INSTRUCTION
Please count the lines in the items below that contain the word "ballot" and reply with only that number.

[Pointing and labeling entries]
┌──

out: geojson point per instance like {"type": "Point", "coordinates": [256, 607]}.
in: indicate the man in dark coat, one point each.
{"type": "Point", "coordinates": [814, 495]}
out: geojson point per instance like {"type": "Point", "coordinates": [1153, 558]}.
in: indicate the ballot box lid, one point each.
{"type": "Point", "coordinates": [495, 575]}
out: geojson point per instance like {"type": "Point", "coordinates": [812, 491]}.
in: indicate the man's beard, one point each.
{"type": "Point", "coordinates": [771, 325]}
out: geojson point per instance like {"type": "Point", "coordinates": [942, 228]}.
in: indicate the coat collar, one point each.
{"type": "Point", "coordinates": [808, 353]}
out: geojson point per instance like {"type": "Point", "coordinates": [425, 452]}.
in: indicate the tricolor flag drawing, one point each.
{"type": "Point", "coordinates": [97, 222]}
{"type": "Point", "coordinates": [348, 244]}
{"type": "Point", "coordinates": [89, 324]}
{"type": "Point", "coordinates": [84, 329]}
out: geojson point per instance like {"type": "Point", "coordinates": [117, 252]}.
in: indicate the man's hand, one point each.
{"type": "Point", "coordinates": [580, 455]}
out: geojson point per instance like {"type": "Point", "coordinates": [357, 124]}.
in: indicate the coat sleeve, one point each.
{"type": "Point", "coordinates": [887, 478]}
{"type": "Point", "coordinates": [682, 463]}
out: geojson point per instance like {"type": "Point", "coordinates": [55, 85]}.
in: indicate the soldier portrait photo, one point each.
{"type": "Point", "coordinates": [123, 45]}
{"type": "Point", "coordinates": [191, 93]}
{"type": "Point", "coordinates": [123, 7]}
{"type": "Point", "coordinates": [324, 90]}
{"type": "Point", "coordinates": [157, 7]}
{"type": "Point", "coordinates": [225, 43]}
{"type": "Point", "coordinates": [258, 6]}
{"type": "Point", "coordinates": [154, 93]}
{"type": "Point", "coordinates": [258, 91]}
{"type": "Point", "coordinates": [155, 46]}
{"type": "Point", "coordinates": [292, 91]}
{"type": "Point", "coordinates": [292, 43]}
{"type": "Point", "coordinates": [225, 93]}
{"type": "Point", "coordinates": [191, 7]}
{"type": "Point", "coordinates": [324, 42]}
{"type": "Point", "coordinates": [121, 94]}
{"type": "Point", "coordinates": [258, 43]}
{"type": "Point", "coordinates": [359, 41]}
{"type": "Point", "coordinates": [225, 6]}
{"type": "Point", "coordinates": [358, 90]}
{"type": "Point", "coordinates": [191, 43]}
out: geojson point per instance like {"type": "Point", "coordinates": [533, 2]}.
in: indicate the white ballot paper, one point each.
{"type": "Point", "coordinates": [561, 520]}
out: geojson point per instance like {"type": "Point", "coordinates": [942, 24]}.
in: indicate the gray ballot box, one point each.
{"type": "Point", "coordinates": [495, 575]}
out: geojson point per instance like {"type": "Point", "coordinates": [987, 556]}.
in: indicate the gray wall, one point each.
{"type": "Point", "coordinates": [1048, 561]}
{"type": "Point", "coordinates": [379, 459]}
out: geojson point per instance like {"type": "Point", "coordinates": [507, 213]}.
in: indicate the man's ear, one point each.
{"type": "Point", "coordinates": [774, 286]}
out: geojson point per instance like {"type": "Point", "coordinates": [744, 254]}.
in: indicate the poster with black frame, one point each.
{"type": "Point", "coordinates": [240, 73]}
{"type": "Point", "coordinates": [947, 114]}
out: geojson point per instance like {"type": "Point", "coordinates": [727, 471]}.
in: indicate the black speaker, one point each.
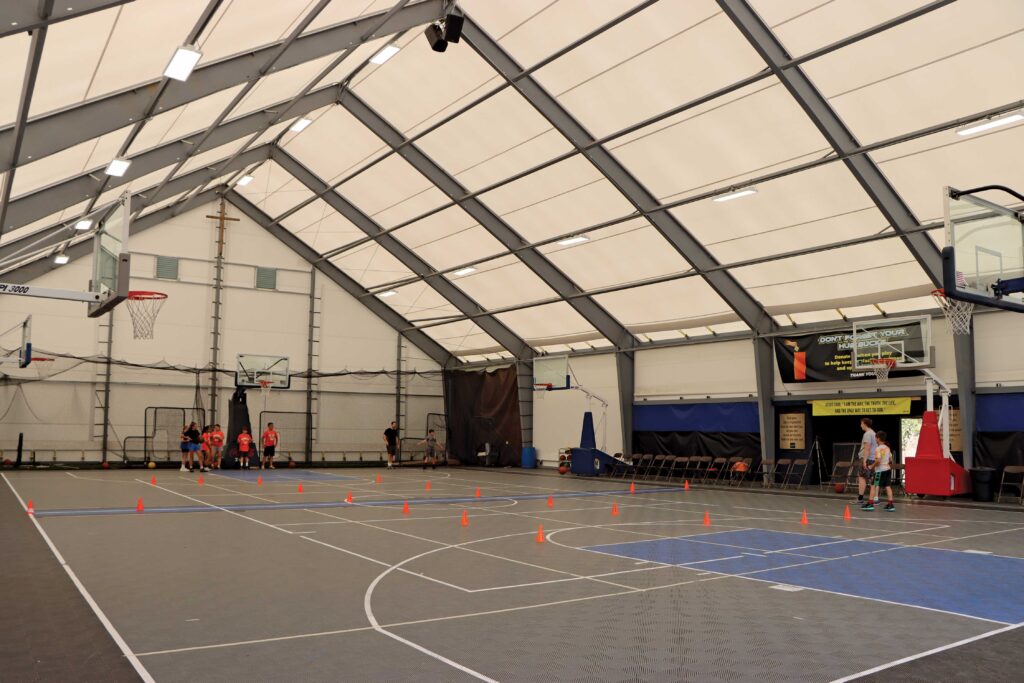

└──

EXERCISE ANSWER
3